**Source passage**.
━━━━━━━━

“How’s your mom?” you ask.
This is a tricky question.
I appreciate the sentiment that drives you to ask it (I’m thinking about you and your mom; I love you; I’m praying for you), but I don’t love this question.
It’s not just a tricky question. It’s more than one question, a nest of questions, a matryoshka vortex of nested questions.
Which ones do you want me to answer? Do you really want the answers?
“And you?” you follow up.
Oof.
I do appreciate that you’re asking, and maybe this is a better way around your first question, although it’s not any easier to answer. It’s not any less… well, morbid.
I drafted the obit and a eulogy, I’m collecting photos for a slide show, I chose hymns, …
“How are you doing?”
I’m doing. Honestly, my most accurate response is “I’m weirdly at peace.”
I’m comfortable around mom and her failing (dying!) body, grateful and privileged to be here for this transition. I live for the small sparks.
I never know though. Some days she mostly sleeps. Other days, she wants to interact. Not every day but some days she excavates words from the ruins, calls people, John! Wayne.
I suspect she’s plotting her escape from the hospital bed and this disease (I want out), which makes me both proud (she’s the fightiest fighter) and sad. I collect those sparks of her feisty spirit and fold them into my heart. A smile or a response from her is a good day.
“And your dad?”
I can’t speak directly for dad, but, on the outside at least, he’s fine. Like the first question of nested questions, you may need to unnest the possible answers, crack open the matryoshka nuances and mystery. How can he not be wreck inside? His love of over 60 years is dying in diapers, pieces of the house keep breaking, demanding attention and repair, and all the joy that mom made (the baking, the creamed corn, tomatoes from the garden), all of it goes undone. How can he not be undone?

━━━━━━━━

**Exercise data**.
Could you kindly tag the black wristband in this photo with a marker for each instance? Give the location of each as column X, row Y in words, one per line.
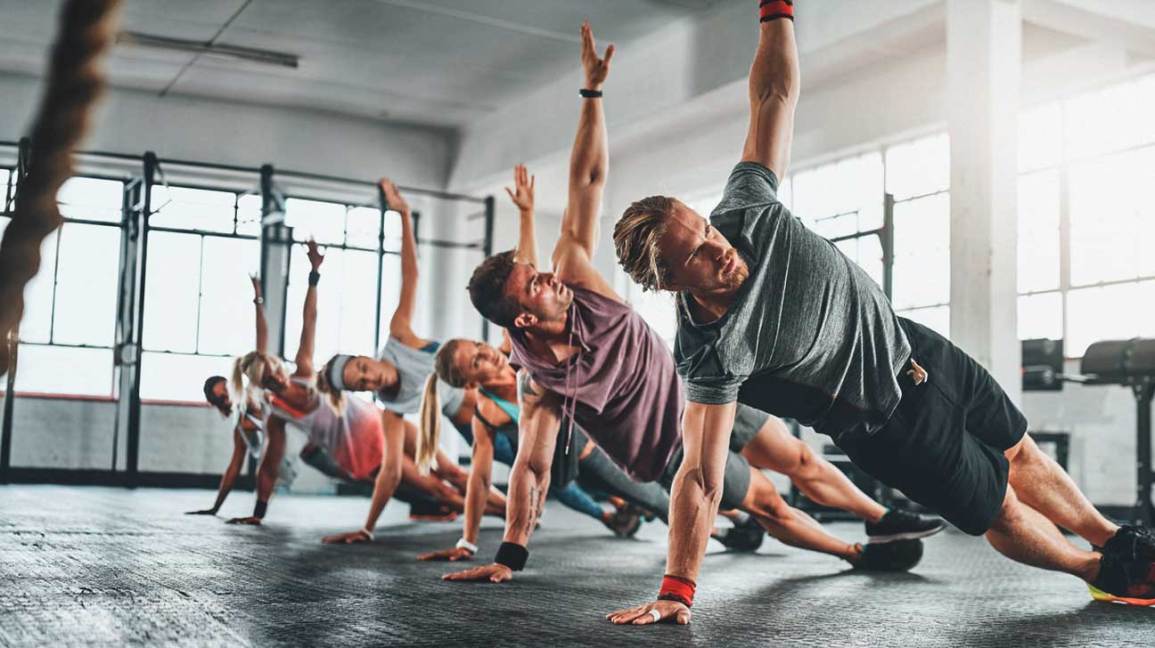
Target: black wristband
column 512, row 556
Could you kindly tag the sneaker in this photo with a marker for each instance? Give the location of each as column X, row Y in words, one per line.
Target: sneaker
column 1125, row 581
column 898, row 556
column 902, row 526
column 1131, row 543
column 746, row 536
column 625, row 522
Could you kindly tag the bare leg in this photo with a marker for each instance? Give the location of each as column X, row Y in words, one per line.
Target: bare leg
column 1022, row 534
column 789, row 524
column 1043, row 485
column 776, row 449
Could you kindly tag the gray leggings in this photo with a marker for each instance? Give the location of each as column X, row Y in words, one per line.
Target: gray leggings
column 598, row 473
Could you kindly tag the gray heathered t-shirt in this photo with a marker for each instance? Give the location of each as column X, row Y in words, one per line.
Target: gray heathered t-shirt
column 810, row 335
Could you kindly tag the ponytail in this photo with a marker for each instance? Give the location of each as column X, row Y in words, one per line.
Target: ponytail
column 430, row 431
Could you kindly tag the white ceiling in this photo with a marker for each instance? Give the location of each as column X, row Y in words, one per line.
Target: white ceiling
column 438, row 62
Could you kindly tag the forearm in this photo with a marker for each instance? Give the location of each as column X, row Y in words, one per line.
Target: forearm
column 384, row 488
column 693, row 507
column 528, row 489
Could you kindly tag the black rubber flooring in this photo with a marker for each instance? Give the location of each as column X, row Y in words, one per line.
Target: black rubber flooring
column 84, row 566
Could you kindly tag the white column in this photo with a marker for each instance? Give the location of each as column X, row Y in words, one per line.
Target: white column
column 984, row 57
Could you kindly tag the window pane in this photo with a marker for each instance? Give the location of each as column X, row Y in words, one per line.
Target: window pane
column 364, row 226
column 1112, row 312
column 178, row 377
column 1041, row 315
column 171, row 291
column 193, row 209
column 937, row 318
column 321, row 221
column 1040, row 136
column 86, row 311
column 64, row 370
column 226, row 313
column 91, row 199
column 918, row 168
column 1038, row 231
column 248, row 215
column 1110, row 215
column 922, row 252
column 36, row 325
column 1104, row 120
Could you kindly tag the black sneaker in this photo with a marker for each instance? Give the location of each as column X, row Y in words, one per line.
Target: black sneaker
column 896, row 556
column 900, row 526
column 1131, row 543
column 625, row 522
column 1126, row 581
column 746, row 536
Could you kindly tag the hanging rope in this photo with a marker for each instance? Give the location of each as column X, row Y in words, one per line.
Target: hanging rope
column 75, row 80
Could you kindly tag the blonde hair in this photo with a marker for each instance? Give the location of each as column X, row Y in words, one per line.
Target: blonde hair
column 429, row 432
column 635, row 238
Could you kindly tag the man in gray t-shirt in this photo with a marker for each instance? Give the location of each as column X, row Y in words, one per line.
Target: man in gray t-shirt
column 773, row 315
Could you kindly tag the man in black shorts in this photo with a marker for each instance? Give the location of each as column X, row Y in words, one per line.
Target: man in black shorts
column 773, row 315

━━━━━━━━

**Problems to solve**.
1. Reproduce the part of the essay that opens with the words containing "I appreciate the" and closes with "of nested questions.".
2. In the essay, how long has the father loved the mother?
Draw only on the essay to respond.

**Exercise answers**.
1.
I appreciate the sentiment that drives you to ask it (I’m thinking about you and your mom; I love you; I’m praying for you), but I don’t love this question.
It’s not just a tricky question. It’s more than one question, a nest of questions, a matryoshka vortex of nested questions.

2. Over 60 years.